> [Document]

****

Multigenerational travel doesn’t necessarily mean a large group—sometimes it’s just two. For example, Dutoit plans a one-on-one trip with each of her grandchildren for their thirteenth birthday, to their destination of choice. Her oldest granddaughter chose Hawaii, where she’d fallen in love with the ocean on a previous family trip; the next granddaughter has her eye on an Alaskan Disney cruise. “Just the two of us—it’s so much fun to do everything together. A little exhausting, I’ll admit! But really special,” said Dutoit.
Whether the group is small or large, multigenerational travel tightens family bonds. Some trips revolve around events like significant birthdays or anniversaries—with the double bonus of celebrating family while exploring a bucket-list destination. Other families focus on their heritage and genealogy; returning to their country of origin allows older generations to pass on stories, music, traditions and foods, connecting the younger generations to family roots.
MAKE PLANNING PART OF THE FUN
Blending abilities and interests is part of the challenge in planning a trip for several generations. Will the focus be golf or zip lines? Museums or fishing? How can families balance it all to craft an experience that the whole crew enjoys? Engaging everyone in the planning is the key, according to Loofburrow. “Each person can list their must-do activity, then those top priorities are sure to get scheduled in,” she said.
For kids, planning is not only part of the fun, it can be educational, too. Allison Villasenor, Managing Director at Club Adventures, a AAA preferred tour company, suggests ways to build anticipation. “Find movies filmed in the destination or try a few recipes for local dishes. On the logistics side, kids like to make packing lists, study maps and learn some phrases in the local language,” said Villasenor.
Creative travelers can gather their ideas on travel vision boards—collections
of photos, maps and recipes that capture a preview of the trip. Vision boards can be old-school, with images cut from magazines. Online virtual boards, created with apps such as Pinterest, can be a family project, with everyone contributing to the board. During and after the travels, that vision board style can continue through journals, sketchbooks and photo books (which also make fun post-travel gifts!)
EXPERT TIPS TO PLAN YOUR BEST TRIP
The most important strategy for a successful multigenerational travel getaway, according to both Loofburrow and Villasenor, is to leave plenty of unscheduled time. Save room for spontaneity, and for just relaxing together, they advise. “Some of the best memories come from unplanned moments. Maybe your family needs downtime or a new opportunity comes up. Flexibility lets the trip flow and unfold naturally,” advised Villasenor.

****

(Location labeling data)
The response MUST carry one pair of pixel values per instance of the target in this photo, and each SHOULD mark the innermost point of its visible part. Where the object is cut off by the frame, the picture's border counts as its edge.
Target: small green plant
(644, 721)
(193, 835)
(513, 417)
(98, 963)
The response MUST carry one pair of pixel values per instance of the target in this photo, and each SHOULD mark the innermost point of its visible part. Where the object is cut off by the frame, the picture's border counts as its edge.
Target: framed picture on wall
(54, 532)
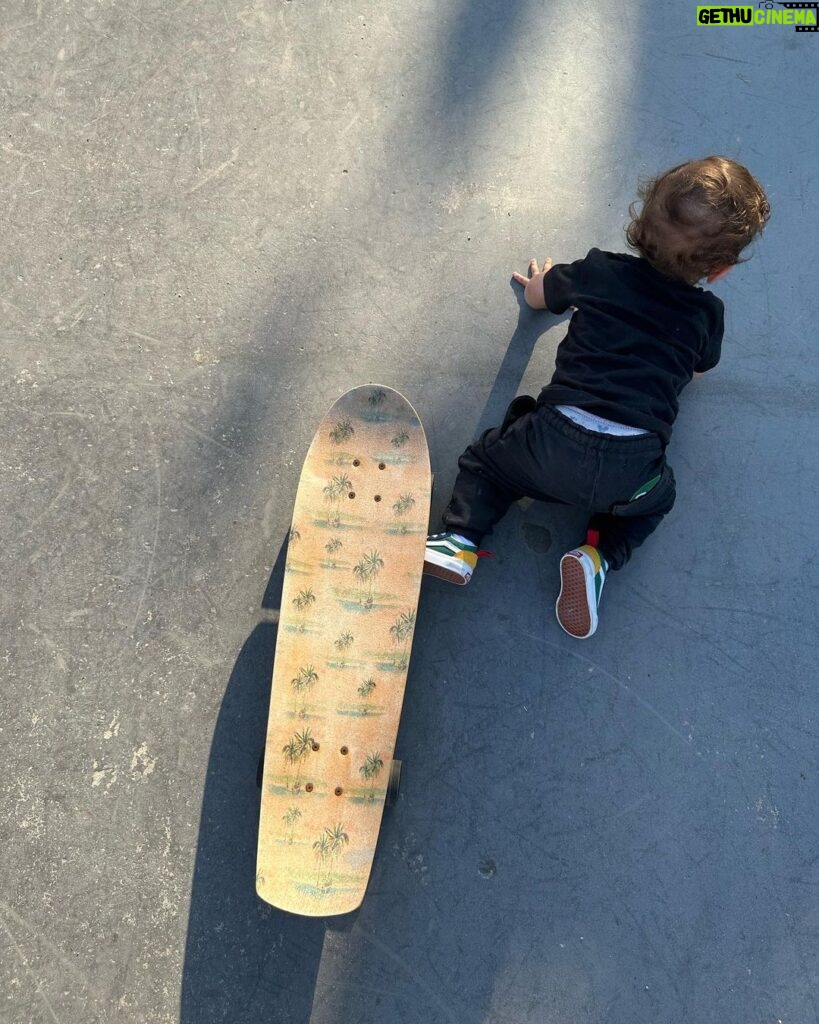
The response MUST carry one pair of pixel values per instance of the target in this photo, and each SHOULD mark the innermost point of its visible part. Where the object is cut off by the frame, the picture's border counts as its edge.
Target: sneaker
(583, 572)
(450, 557)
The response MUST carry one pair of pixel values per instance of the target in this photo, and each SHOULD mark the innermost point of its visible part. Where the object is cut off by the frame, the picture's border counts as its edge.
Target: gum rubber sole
(573, 609)
(430, 568)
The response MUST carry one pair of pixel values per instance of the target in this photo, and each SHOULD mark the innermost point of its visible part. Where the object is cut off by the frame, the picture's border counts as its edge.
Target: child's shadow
(531, 325)
(244, 960)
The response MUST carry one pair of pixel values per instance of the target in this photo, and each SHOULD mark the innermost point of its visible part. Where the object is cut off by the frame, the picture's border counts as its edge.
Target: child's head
(697, 218)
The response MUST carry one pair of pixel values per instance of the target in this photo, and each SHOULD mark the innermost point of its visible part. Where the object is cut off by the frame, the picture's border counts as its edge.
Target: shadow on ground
(243, 958)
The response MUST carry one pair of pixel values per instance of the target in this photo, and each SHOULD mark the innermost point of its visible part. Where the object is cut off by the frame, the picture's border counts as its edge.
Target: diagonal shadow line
(530, 327)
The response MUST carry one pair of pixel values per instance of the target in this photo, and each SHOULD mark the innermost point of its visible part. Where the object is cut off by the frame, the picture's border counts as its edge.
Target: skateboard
(352, 576)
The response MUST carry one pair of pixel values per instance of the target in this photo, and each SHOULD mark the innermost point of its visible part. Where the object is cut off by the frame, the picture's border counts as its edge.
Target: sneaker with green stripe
(583, 572)
(450, 557)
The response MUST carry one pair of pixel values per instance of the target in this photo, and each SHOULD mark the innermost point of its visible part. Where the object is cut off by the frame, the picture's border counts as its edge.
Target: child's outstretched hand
(533, 284)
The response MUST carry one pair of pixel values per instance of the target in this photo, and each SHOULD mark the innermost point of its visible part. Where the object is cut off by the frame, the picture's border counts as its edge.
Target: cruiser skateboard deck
(355, 557)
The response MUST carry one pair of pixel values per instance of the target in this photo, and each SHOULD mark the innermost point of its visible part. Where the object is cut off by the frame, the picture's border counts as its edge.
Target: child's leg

****

> [Tasks and exercises]
1 > Answer these questions using the multigenerational travel article:
(a) Which destination did Dutoit's oldest granddaughter choose for her thirteenth-birthday trip?
(b) What does Loofburrow suggest each person list when planning?
(c) What do Loofburrow and Villasenor call the most important strategy for a successful multigenerational getaway?
2 > Pick up the multigenerational travel article after its last paragraph and extend it with new text.

> [The replies]
1 >
(a) Hawaii.
(b) Their must-do activity.
(c) Leaving plenty of unscheduled time.

2 >
Scheduled activities can be flexible, but lodging reservations should be confirmed as early as possible. With a larger number of travelers, finding the right size rental or group of hotel rooms can be tricky. Purchase tickets ahead of time for high-priority activities, too. As Loofburrow explained, “If a grandparent’s dream is to stand atop the Eiffel Tower with all the grandkids, you don’t want to spend hours standing in line. Lock in important activities with reservations and advance tickets.”
And if making those reservations feels overwhelming, help is easy to find. Travel agents can assist with finding the right destination and lodging for your group. Or leave all the planning to the professionals and join a group tour. Travel companies often tailor tours for multigenerational families, with activities designed to keep all ages engaged. For example, Club Adventures offers a Costa Rica family tour that goes beyond the beaches into the jungle and local culture; or check out Trafalgar Tours where families can relive the history of Great Britain and Scotland in their Castles and Kilts tour.
Even with the best planning, the unexpected can happen. For that reason, travel insurance reduces worries about a family member falling ill or an emergency that might interrupt the vacation. Yet adapting to the unexpected is part of what makes travel an adventure, according to Villasenor. “One of the best lessons kids gain on multigenerational trips is learning to deal with new situations, and seeing how the parents and grandparents shift their perspectives to take change in stride. That’s a huge asset for life-long traveling and for everyday life, too,” she said.